** Exercise data follows **

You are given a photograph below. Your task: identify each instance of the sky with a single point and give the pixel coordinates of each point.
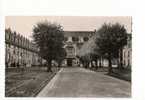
(24, 24)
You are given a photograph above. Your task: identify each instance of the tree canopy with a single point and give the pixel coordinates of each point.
(49, 39)
(110, 39)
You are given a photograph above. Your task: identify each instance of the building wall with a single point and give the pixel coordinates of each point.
(20, 51)
(74, 41)
(127, 53)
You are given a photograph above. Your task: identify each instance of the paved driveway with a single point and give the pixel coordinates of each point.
(80, 82)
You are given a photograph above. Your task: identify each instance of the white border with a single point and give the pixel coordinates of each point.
(134, 8)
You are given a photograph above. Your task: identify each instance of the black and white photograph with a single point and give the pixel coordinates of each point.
(72, 49)
(68, 56)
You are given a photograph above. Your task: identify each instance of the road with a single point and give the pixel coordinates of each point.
(80, 82)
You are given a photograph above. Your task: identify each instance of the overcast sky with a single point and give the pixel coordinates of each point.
(24, 24)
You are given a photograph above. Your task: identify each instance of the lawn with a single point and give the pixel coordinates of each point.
(27, 83)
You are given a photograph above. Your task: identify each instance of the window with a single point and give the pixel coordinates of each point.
(86, 38)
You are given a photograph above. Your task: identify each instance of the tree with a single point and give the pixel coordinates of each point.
(49, 40)
(61, 56)
(110, 39)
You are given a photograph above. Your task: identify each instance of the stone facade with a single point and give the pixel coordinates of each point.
(73, 42)
(20, 51)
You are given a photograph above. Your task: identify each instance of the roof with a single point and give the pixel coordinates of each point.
(88, 47)
(78, 33)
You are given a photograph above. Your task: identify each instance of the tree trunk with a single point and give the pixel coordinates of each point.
(49, 66)
(110, 64)
(100, 62)
(96, 63)
(121, 59)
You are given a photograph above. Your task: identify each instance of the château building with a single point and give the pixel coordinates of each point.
(20, 51)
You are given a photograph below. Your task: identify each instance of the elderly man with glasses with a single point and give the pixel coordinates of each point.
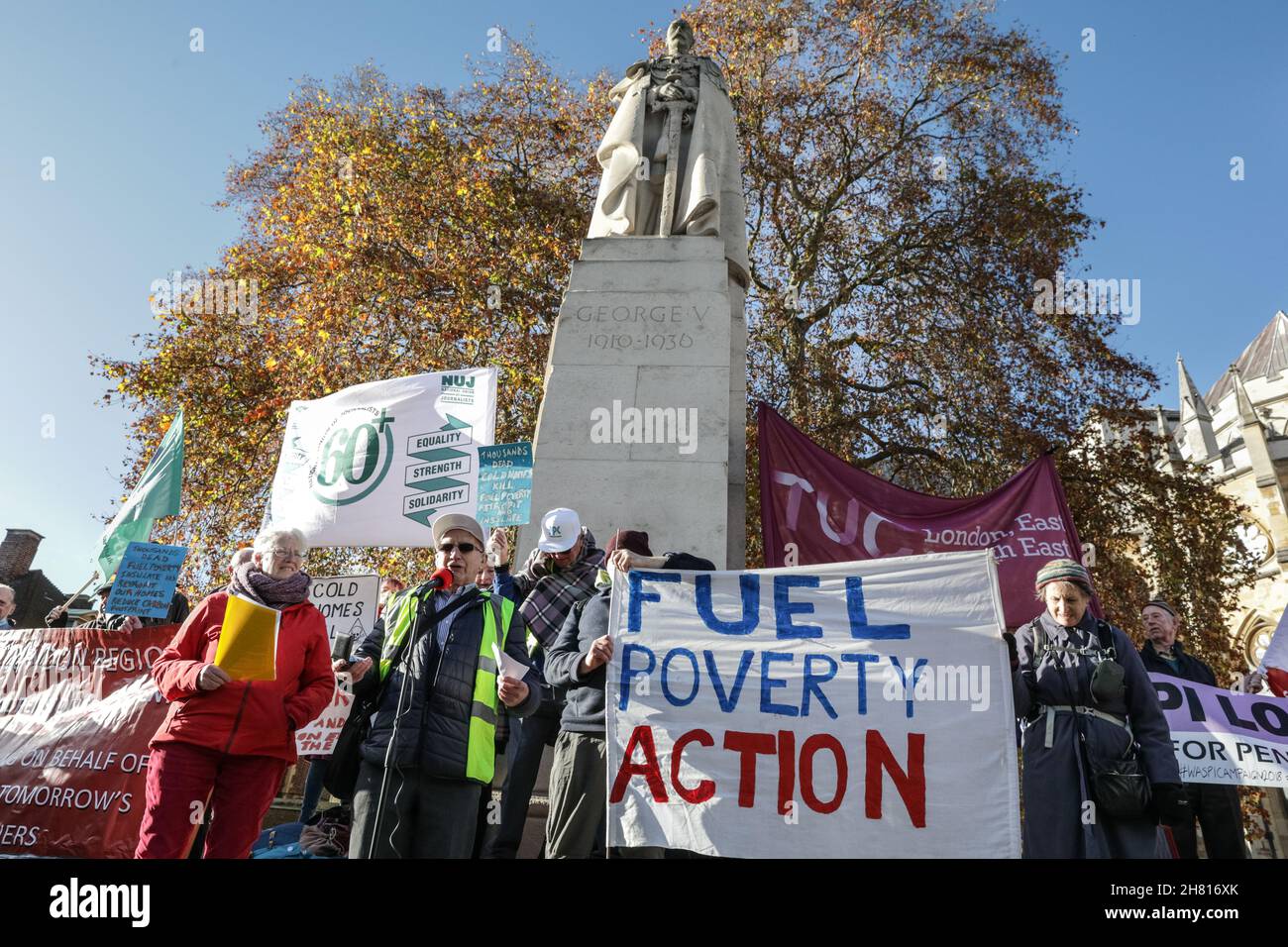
(430, 667)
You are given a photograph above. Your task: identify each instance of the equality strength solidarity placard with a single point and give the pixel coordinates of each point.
(845, 710)
(375, 464)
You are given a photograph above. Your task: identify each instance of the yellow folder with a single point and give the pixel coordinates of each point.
(248, 641)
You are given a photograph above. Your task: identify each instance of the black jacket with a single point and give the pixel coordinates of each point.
(1190, 669)
(433, 732)
(585, 622)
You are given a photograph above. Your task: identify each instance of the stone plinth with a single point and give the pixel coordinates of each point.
(647, 365)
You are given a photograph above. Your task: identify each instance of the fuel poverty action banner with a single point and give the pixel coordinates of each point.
(848, 710)
(375, 464)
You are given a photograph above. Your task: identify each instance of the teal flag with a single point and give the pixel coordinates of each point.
(156, 495)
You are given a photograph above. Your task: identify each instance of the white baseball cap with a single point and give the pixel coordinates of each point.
(559, 531)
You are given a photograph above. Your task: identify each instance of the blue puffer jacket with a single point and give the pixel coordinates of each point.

** End of Exercise data **

▸ Task brief
Repeat the listing word for word, omitting the pictures.

▸ Expected output
You are given a photograph below. Your task: identify each instance of the sky with a single point and give the pixel coordinates of each point.
(24, 24)
You are given a photograph above. Your task: identify each instance of the tree canopy with a single point and give the pixel coordinates of each point.
(49, 39)
(110, 39)
You are given a photograph above. Your task: identify each instance of the building wall with a single point and give the pixel coordinates of each point.
(20, 51)
(74, 41)
(127, 53)
You are given a photograph above. Your task: identify each instance of the paved driveway with a single point and give the pixel coordinates of each point.
(80, 82)
You are given a photograph above. Your task: identify each instance of the white border with a single point and give the pixel coordinates of each point.
(134, 8)
You are given a photograph above. Your task: identify each instance of the black and white photograph with a single point and give the pixel coordinates of each point.
(72, 49)
(68, 56)
You are given a photograph above. Your task: identify each instance of the road with a single point and give the pixel coordinates of each point.
(80, 82)
You are given a photograph above. Your task: identify each instance of the overcast sky with a single point and give the pixel coordinates of each point.
(24, 24)
You are given a photograph above. Your task: identify each instance of the lawn with a single point and give the pixel coordinates of each point.
(27, 83)
You are given a photograph above. Your task: identify each instance of the window with a single point and give the pixel coordinates of each point.
(86, 38)
You are given a photograph above. Your task: identify each instance of the tree with a single point and give the pixel coordinates of each point.
(49, 40)
(61, 56)
(110, 39)
You are given a photograph above. Your task: identify each instance of the stone facade with a single point and give the pixel coordinates of each point.
(73, 42)
(20, 51)
You are given a photograph above. Your task: identify each instance of the roof with a single point and give the pixel coordinates of each point.
(88, 47)
(78, 33)
You are given a photograph above. Your task: identify each instance of the tree trunk with a single point and give the pixel coordinates of each point.
(49, 66)
(110, 64)
(100, 62)
(96, 63)
(121, 59)
You are given a photograph above. Your task: identify each instance of the château building with a single point and give the pixel coordinates of each point.
(20, 51)
You are given a photograph below. Your task: identify each instance of the elderly man with glasses with a single point and give the pixel coordinates of each point.
(430, 667)
You are given a photograph above. Your task: identify each instance of the equality strength solidarity placard with a single point and give the pixel coordinates of each point.
(845, 710)
(375, 464)
You are given a photograph above. Your task: identify each instance of the yellow folder with a single point and give the pixel coordinates of each point.
(248, 641)
You are given a photograph above. Your task: identify each instance of the black jacket with a single point and give the pixel coordinates of each point.
(1190, 669)
(433, 732)
(585, 622)
You are given a photograph above. Your task: identify each instance of the stone plinth with a single point and give the pixel coordinates of each point.
(647, 365)
You are given a photograph above. Your task: identify each instance of the fuel poverty action banner with a single point and give the pixel coordinates of each point.
(848, 710)
(375, 464)
You are given a photograph above. Your task: identify each instance of the teal flag with a single point and give the pixel coordinates of each point.
(156, 495)
You are given a photograph above. Your task: identify each instance of the white baseball cap with a single point and give the pixel coordinates of each point.
(559, 531)
You are given a photograph above. Your task: identify each instance of the blue puffer jacket with a single point and give the pixel coordinates of each point.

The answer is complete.